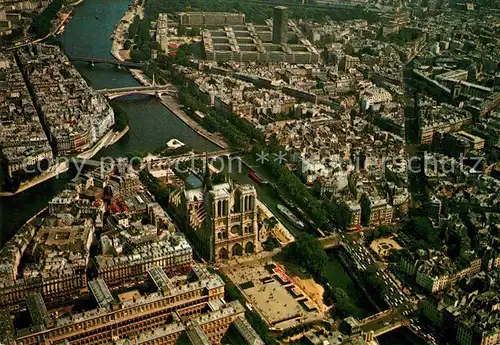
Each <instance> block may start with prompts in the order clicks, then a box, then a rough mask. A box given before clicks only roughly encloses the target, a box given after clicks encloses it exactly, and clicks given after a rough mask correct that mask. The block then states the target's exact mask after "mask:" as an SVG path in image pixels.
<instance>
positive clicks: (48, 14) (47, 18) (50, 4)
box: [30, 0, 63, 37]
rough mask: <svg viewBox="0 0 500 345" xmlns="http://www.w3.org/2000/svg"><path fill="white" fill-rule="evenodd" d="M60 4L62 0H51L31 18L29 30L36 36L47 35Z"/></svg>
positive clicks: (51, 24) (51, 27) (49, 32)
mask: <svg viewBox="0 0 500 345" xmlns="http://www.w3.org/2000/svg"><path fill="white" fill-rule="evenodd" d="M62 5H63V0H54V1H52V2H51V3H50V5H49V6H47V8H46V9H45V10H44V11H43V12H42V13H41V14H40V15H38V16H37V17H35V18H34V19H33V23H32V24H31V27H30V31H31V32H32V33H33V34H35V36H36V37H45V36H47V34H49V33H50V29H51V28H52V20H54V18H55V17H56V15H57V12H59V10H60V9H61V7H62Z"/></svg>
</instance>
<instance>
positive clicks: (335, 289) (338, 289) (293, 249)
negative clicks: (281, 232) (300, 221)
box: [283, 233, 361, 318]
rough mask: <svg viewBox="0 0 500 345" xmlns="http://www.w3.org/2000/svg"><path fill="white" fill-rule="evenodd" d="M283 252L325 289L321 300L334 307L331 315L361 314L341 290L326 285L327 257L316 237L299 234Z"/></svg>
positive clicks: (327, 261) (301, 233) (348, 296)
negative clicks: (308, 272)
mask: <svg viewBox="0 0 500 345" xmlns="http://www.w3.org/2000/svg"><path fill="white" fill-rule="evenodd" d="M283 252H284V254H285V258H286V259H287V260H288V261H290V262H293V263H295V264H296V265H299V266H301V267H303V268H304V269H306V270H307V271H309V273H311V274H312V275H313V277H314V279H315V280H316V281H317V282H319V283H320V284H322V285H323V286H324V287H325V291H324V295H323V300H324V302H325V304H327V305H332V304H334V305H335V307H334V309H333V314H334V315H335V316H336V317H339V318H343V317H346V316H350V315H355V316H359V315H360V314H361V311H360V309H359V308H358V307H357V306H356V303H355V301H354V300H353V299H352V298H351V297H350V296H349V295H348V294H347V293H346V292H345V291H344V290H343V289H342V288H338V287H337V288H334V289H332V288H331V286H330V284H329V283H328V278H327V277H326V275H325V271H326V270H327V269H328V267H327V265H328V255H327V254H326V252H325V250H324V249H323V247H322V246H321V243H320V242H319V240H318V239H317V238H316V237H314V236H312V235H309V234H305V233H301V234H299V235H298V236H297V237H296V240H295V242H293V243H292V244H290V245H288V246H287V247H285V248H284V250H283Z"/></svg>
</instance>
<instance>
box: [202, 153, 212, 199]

Request: Starting at the beginning of the records and going on through the line with "positive clicks: (327, 261)", write those lines again with "rough mask" replaced by "coarse mask" and everything else unchanged. Leave out the pictures.

Written solution:
Each <instance> block may start with prompts in the order clicks, then a box, then a coarse mask. A box given before clicks only roughly encloses the target, a box given after clicks encloses it exactly, and clicks given after a coarse mask correct that mask. The block then states the target's exact mask after "mask:" as an SVG path in image pixels.
<instance>
positive clicks: (48, 14) (47, 18) (50, 4)
box: [30, 0, 63, 37]
coarse mask: <svg viewBox="0 0 500 345" xmlns="http://www.w3.org/2000/svg"><path fill="white" fill-rule="evenodd" d="M60 4L62 0H51L31 18L29 30L36 36L47 35Z"/></svg>
positive clicks: (51, 24) (51, 27) (49, 32)
mask: <svg viewBox="0 0 500 345" xmlns="http://www.w3.org/2000/svg"><path fill="white" fill-rule="evenodd" d="M62 5H63V0H54V1H52V2H51V3H50V5H49V6H47V8H46V9H45V10H44V11H43V12H42V13H41V14H40V15H38V16H37V17H35V18H34V19H33V23H32V24H31V27H30V31H31V32H32V33H33V34H35V36H36V37H45V36H47V34H49V33H50V29H51V28H52V20H54V18H55V17H56V15H57V12H59V10H60V9H61V7H62Z"/></svg>
</instance>
<instance>
positive clicks: (335, 289) (338, 289) (293, 249)
negative clicks: (281, 232) (300, 221)
box: [283, 233, 361, 318]
coarse mask: <svg viewBox="0 0 500 345" xmlns="http://www.w3.org/2000/svg"><path fill="white" fill-rule="evenodd" d="M283 252L325 289L321 300L334 307L331 315L361 314L341 290L326 285L327 257L316 237L299 234Z"/></svg>
positive clicks: (327, 261) (301, 233) (348, 296)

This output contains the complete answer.